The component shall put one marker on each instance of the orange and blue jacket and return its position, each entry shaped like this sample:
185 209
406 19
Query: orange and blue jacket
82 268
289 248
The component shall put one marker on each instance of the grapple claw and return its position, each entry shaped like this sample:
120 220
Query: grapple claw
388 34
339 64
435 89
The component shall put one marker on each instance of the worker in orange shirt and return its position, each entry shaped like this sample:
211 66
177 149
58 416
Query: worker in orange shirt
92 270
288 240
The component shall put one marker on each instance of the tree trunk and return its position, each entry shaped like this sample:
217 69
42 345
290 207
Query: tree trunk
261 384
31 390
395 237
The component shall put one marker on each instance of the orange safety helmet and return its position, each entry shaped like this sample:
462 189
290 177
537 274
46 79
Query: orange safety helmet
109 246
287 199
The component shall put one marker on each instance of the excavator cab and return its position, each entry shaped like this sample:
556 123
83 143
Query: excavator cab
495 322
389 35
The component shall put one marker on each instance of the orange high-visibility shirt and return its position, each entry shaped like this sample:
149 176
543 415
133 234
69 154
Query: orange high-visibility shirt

================

## WHAT TO WORK ON
Type the material above out again, exactly.

## RESULT
The component shall put one marker on each instance of the orange and blue jacket and return its position, each entry shaped like this sample:
185 209
406 19
Query: orange and blue jacket
82 268
289 248
The component shall put one marker on each instance of the grapple claw and return its position, each entry shaped like this sample:
120 220
Query: grapple claw
388 34
339 64
435 89
The component shall put one marker on each instance of the worker in orange shirt and return its position, each entry shaped like this sample:
211 66
177 149
58 416
Query: worker in orange shirt
92 270
288 240
The component shall put one marker on each instance of the tree trunk and return its position, each entry shaped like this sample:
217 69
42 345
290 207
Query: tree trunk
261 384
31 390
395 237
The component shall put one marker on each instance of the orange safety helmet and return its position, each entry shaped like this sample:
462 189
290 177
537 274
46 79
Query: orange safety helmet
109 246
287 199
The component shall put one marker on each instance of the excavator cab and return its position, each entry shaped like this sample:
556 123
83 143
Query: excavator cab
495 322
389 35
The component shall put one marker on each instance of the orange high-visibility shirt and return its position, each entry shaped like this sample:
149 176
543 415
133 234
69 154
Query: orange high-visibility shirt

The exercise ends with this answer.